**Requisiti del compito**
Elenca tutti i nomi propri di luoghi geografici che compaiono come sostantivi nella Selezione sugli Zingari di Turchia riportata qui sotto.

**Selezione**
********

Da dove vengono gli Zingari: Non dimenticare gli Zingari anatolici

Questo documento non riguarda le origini degli Zingari, su cui ci sono varie discussioni. Alcuni adducono che la madrepatria sia l'India; dall'altra parte si asserisce che è il mondo intero. Vorrei posporre la questione e discutere un altro soggetto. Riguarda un'impressione fortemente radicata nella nostra società: quando si menzionano gli Zingari di Turchia, il pensiero della maggioranza va alla regione della Tracia. Per la gente comune, gli Zingari evocano frequentemente i simboli della cultura balcanica, per esempio il clarinetto e la musica romanì. Naturalmente, la Tracia ha un posto distinto nella cultura degli Zingari di Turchia. Nessuno può negarlo. Ma c'è un'altra realtà, nascosta: la cultura degli Zingari d'Anatolia.

********

**Voci memorizzate**

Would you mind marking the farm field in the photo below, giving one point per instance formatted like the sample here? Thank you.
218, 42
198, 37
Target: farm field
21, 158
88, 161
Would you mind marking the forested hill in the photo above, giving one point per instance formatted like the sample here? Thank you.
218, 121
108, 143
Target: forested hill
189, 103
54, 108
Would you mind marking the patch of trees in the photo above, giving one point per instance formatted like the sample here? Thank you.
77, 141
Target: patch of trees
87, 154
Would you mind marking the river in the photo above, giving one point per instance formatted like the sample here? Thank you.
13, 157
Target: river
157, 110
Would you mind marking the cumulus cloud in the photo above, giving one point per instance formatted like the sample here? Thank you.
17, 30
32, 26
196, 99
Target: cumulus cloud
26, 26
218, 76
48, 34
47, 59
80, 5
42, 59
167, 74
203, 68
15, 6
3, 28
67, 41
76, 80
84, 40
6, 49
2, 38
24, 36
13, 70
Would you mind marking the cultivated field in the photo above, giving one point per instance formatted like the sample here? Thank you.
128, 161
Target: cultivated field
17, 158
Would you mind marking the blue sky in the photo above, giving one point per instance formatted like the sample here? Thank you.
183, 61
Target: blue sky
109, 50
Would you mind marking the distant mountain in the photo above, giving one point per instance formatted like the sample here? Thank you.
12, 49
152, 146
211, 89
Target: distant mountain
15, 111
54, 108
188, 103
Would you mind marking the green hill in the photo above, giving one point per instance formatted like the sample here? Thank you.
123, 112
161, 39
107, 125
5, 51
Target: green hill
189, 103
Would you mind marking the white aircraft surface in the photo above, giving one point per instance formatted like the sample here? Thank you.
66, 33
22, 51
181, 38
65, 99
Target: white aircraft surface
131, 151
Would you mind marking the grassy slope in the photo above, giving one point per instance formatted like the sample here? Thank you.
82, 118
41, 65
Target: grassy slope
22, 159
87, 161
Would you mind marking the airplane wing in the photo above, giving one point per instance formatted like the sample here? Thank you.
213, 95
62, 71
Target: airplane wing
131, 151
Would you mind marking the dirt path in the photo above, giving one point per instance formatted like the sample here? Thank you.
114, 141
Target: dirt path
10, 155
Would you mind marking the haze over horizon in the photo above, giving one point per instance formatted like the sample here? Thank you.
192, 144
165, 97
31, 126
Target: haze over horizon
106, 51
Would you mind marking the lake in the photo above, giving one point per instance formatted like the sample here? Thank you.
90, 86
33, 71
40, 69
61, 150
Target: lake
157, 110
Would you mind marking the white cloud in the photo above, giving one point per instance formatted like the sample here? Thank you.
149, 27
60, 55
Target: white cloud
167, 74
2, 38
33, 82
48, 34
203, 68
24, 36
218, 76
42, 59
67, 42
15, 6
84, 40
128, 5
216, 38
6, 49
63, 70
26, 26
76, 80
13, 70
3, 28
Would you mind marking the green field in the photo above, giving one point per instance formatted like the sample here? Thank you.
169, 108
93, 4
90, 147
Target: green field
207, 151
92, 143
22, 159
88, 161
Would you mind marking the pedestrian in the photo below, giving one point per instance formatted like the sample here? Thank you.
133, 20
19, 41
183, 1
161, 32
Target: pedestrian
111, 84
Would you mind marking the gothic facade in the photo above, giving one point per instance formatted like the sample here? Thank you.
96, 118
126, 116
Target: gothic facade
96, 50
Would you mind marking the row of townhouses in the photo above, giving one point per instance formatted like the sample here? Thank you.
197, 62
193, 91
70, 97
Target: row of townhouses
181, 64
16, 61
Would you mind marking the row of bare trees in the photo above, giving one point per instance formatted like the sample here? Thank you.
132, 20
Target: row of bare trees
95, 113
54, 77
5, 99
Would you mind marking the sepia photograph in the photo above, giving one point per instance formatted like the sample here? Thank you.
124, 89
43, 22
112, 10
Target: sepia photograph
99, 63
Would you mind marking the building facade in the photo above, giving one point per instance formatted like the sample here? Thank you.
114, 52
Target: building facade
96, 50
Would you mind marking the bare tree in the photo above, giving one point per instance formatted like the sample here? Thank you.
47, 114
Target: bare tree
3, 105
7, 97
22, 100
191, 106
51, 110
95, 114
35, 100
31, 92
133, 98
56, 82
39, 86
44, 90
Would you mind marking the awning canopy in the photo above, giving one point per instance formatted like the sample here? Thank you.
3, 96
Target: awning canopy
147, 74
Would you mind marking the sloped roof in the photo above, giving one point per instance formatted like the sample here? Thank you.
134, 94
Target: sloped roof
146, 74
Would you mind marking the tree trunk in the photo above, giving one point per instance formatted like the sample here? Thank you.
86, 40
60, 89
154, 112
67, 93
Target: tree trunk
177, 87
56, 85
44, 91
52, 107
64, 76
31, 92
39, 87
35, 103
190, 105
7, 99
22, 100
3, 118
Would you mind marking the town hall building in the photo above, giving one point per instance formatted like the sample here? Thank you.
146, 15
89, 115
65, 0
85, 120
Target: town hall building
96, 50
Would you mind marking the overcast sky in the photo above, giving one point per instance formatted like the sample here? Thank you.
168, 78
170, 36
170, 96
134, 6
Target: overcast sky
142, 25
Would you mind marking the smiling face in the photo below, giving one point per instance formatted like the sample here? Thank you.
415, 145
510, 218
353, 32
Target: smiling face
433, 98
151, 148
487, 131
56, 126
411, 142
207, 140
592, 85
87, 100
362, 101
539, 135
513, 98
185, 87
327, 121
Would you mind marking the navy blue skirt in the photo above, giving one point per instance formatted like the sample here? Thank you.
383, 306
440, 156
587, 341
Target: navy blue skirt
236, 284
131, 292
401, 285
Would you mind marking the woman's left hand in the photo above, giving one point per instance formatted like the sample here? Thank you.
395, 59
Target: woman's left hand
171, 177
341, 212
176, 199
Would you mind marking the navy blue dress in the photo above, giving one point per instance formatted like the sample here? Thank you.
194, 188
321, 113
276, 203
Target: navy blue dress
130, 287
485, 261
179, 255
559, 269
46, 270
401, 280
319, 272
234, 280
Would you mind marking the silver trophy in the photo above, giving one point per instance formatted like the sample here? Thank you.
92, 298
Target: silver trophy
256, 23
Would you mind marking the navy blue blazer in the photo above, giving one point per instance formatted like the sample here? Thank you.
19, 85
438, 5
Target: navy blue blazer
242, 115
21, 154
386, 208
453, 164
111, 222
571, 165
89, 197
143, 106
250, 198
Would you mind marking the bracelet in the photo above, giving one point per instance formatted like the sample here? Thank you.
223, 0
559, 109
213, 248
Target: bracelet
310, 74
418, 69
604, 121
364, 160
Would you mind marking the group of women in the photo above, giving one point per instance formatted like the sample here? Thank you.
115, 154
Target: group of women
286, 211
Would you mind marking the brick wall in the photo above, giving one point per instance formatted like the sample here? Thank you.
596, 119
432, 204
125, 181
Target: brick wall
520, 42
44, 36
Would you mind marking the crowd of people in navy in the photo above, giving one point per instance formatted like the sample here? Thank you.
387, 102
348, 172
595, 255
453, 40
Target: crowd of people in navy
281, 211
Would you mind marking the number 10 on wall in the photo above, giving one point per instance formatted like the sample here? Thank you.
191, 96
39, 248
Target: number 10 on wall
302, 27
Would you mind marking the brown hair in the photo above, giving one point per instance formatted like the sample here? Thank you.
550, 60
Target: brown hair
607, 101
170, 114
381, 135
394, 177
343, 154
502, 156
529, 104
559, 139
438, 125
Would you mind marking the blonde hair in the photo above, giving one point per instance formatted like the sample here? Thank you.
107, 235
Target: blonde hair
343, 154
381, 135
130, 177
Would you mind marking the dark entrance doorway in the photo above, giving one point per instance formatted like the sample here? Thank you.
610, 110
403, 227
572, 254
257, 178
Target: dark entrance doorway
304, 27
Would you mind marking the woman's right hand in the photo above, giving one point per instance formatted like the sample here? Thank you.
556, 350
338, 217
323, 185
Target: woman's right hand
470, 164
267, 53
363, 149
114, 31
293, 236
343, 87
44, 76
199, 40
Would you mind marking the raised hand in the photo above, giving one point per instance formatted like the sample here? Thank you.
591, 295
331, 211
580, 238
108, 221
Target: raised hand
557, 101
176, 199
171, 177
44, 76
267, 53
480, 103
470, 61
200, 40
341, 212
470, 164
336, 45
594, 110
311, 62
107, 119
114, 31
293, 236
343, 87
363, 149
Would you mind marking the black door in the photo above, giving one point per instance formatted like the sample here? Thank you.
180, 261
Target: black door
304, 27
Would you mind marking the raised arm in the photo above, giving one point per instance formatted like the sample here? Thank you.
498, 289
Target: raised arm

********

**Risultato corretto**
India, Turchia, Tracia, Anatolia